Assyriologist in the digital world

How to draw copies of cuneiform tablets: Part 1: Preparation of the arboard

By 7:06 PM ,

I am not going to spend time on describing Illustrator's workspace, but you can find very good help here. We start with preparing an artboard for drawing a copy. Just make a new file with File/New, and you will see a dialog box showing you different options. Most of them are not important for us, let's focus on "Size": in most cases you may want leave "Letter" or "A4" depending if you work in U.S. or in Europe. If you draw a tablet for a publication, though, you might change size to the page size of your publication. For now, the best option is to follow the page size of the printer you have available: it helps to print the results of your drawing from time to time, so you should set up the paper format used by your printer (so Letter or A4). We are going to work with different zoom levels, which might be confusing at times, so printout gives you the best approximation how the drawing would look like in publication.

First, you should place the photograph of the tablet on the artboard (page) of the drawing, like this:

There are different ways of doing it: you can just drag the photo from Explorer/Finder into Illustrator window, or by using command File/Place. When you are done with it, you will notice that when the photograph is selected (i.e., click on it with Selection tool , first tool in the Illustrator Tools Panel (toolbox), also accessible after typing V on keyboard), it shows envelope-like selection. It means that the photograph is linked, and not embedded in the artwork. When you move your Illustrator file to the different folder, the link will break, while embedded photo will be still present in the artwork (see here). You may, then, embed the photograph, clicking on the button at the top of the screen which says "Embed." Embedding the photograph, though, makes the size of the file much larger.

From the start you should follow the set scale in your drawing, that is, you should decide how the dimensions of your tablet are scaled on printout/finished drawing. Often people follow 1:1.5 scale (1 cm on tablet = 1.5 cm on printout), here we follow 1:2 scale (1 cm of the tablet = 2 cm on printout). To make your drawing follow the set scale, you have to scale up (or down) your source photograph. In order to that, you have to measure how big is centimeter on your photograph with Measure Tool :

You will see the result on Info Panel. In our case, 1 cm of the tablet equals 25.973 mm. To scale the photograph to 1:2 scale you have to calculate how much you have to scale down the picture (what percentage). This is simple equation 20 mm x 100 / 25.973 mm = 77.003041%. Now, select the photograph with Selection Tool, and go to Object/Transform/Scale menu. Insert the result in the Scale: Uniform box, and click OK:
Now your photograph should follow 1:2 scale. You can check it with Measure Tool, to be sure.

Now it is a good time to make yourself familiar with a concept of Layers in Illustrator. We are going to place each part of the drawing on a separate Layer. On Layers Panel (Window/Layers) you see that photograph is on Layer 1 right now, but to make everything clear we are going to rename it "Photograph" or the like. Now you should lock this layer (by clicking on the second column next to our selected layer) to prevent moving photograph, and make a new layer, named e.g., "Contour," where we are going to draw the contour of our tablet, which I am going to explain in the next post.
This closes the first part of our tutorial. In the next part we are going to focus on Pencil Tool and hand drawing in Illustrator.

::::::::

▸ Directions for this task:
Transcribe the passage of the cuneiform-drawing tutorial starting at "Now it is a" and ending at "the next post.".

[Pointing dataset records]
::::::::

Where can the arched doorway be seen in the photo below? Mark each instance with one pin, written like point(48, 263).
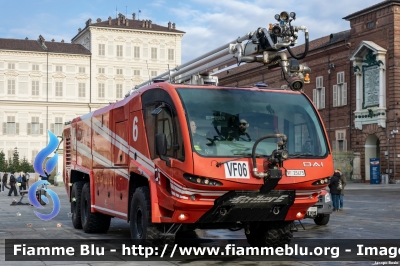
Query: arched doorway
point(372, 150)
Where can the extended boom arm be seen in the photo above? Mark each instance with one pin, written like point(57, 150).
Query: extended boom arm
point(263, 46)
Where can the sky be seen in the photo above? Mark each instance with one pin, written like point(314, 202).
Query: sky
point(208, 24)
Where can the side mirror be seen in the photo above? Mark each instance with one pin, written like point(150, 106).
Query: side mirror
point(161, 144)
point(161, 147)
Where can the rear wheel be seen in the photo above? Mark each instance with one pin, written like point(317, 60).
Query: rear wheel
point(92, 222)
point(269, 234)
point(140, 216)
point(322, 219)
point(76, 204)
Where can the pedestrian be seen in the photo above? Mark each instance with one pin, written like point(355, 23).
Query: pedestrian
point(335, 192)
point(343, 179)
point(13, 182)
point(4, 180)
point(23, 182)
point(27, 179)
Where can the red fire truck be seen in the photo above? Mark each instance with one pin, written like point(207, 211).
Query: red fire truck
point(184, 154)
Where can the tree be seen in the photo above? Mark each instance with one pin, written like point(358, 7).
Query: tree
point(3, 165)
point(25, 166)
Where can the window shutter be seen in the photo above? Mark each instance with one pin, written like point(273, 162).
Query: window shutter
point(340, 77)
point(335, 96)
point(344, 94)
point(315, 96)
point(333, 145)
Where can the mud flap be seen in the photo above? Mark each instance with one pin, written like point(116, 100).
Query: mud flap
point(248, 206)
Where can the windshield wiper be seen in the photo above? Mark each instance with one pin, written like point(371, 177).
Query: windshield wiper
point(244, 155)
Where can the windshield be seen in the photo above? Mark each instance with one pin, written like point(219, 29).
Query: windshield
point(227, 122)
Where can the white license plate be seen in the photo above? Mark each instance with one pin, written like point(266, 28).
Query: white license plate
point(295, 173)
point(237, 169)
point(312, 211)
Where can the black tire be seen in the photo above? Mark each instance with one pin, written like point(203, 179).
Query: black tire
point(322, 219)
point(140, 216)
point(269, 234)
point(76, 195)
point(92, 222)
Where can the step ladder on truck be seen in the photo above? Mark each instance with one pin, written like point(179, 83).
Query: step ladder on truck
point(180, 153)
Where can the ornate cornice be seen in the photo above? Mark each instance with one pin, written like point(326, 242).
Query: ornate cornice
point(59, 76)
point(102, 38)
point(119, 39)
point(82, 77)
point(101, 78)
point(34, 75)
point(154, 41)
point(11, 73)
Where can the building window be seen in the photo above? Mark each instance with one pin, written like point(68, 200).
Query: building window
point(119, 50)
point(340, 91)
point(35, 88)
point(59, 88)
point(340, 144)
point(153, 53)
point(136, 52)
point(58, 126)
point(101, 90)
point(171, 54)
point(119, 91)
point(370, 25)
point(319, 93)
point(11, 87)
point(102, 49)
point(10, 127)
point(35, 126)
point(81, 90)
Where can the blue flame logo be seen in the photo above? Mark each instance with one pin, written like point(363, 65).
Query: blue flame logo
point(38, 166)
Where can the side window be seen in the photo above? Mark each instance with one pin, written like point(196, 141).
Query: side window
point(164, 122)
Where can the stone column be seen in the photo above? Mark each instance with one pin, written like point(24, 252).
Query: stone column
point(357, 168)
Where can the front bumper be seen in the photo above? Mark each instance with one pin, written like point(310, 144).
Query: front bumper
point(248, 206)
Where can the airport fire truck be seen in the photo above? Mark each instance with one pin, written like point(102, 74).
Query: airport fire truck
point(180, 153)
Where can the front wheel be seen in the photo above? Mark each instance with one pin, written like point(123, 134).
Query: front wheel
point(322, 219)
point(140, 216)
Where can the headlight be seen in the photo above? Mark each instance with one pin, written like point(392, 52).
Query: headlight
point(327, 197)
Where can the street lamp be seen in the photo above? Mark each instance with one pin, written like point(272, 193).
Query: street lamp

::::::::

▸ Written solution:
Now it is a good time to make yourself familiar with a concept of Layers in Illustrator. We are going to place each part of the drawing on a separate Layer. On Layers Panel (Window/Layers) you see that photograph is on Layer 1 right now, but to make everything clear we are going to rename it "Photograph" or the like. Now you should lock this layer (by clicking on the second column next to our selected layer) to prevent moving photograph, and make a new layer, named e.g., "Contour," where we are going to draw the contour of our tablet, which I am going to explain in the next post.